Records from an annotation dataset
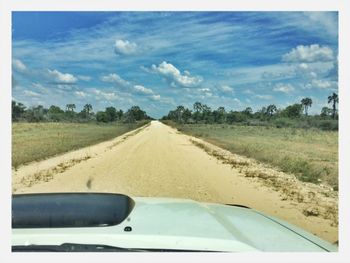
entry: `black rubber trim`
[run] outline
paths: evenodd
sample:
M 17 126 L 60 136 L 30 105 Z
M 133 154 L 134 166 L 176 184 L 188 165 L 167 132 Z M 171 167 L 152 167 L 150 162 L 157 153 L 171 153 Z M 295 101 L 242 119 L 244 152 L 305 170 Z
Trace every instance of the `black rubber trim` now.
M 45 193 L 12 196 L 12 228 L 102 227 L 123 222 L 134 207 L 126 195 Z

Exercise aim:
Switch "black rubber trim" to "gray rubber trim" throughout the entries above and reproduce them with nothing else changed. Omit the pictures.

Result of the task:
entry: `gray rubber trim`
[run] outline
paths: evenodd
sample:
M 17 126 L 60 136 L 30 105 Z
M 133 154 L 134 166 L 176 184 L 188 165 L 167 132 Z M 171 167 L 152 167 L 150 162 L 157 153 L 171 153 Z M 295 101 L 242 119 L 244 152 L 305 170 Z
Trace every instance of the `gray rubber trim` now.
M 45 193 L 12 196 L 12 228 L 102 227 L 123 222 L 134 207 L 126 195 Z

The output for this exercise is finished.